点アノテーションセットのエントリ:
++++++

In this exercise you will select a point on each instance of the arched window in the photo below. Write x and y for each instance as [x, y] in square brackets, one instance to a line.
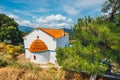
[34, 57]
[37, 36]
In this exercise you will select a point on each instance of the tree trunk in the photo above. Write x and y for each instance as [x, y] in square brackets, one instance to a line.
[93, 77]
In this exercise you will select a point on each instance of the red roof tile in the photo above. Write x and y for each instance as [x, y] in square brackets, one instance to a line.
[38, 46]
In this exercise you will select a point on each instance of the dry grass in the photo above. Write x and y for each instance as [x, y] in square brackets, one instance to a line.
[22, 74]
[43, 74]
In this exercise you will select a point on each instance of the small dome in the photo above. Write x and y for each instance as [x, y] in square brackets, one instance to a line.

++++++

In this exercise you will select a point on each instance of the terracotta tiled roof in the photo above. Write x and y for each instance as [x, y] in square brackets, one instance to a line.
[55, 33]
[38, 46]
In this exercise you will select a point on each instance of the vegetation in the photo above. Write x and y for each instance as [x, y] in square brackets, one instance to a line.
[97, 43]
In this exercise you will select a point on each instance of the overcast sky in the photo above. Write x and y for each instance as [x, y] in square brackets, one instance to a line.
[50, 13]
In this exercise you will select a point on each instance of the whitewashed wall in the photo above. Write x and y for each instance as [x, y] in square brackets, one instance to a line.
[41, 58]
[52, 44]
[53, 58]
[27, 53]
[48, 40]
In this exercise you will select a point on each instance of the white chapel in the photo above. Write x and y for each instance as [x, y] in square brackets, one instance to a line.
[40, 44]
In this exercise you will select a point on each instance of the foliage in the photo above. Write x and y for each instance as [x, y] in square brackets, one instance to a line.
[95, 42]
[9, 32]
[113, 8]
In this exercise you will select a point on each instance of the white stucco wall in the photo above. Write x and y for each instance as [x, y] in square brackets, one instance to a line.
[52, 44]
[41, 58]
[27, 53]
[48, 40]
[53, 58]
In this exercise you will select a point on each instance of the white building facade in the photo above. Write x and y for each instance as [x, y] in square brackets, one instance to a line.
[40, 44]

++++++

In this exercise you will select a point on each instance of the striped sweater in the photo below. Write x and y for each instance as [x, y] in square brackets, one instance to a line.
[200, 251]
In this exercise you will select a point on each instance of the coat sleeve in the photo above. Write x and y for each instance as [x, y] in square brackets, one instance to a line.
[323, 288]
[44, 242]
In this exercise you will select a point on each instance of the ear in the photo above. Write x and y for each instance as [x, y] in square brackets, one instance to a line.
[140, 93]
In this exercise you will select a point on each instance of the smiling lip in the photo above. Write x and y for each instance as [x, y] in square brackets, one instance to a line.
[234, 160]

++++++

課題: 上のエントリで、文字列「whitewashed」を含む行の数を答えてください。大文字と小文字は区別し、数だけを書いてください。

解答: 1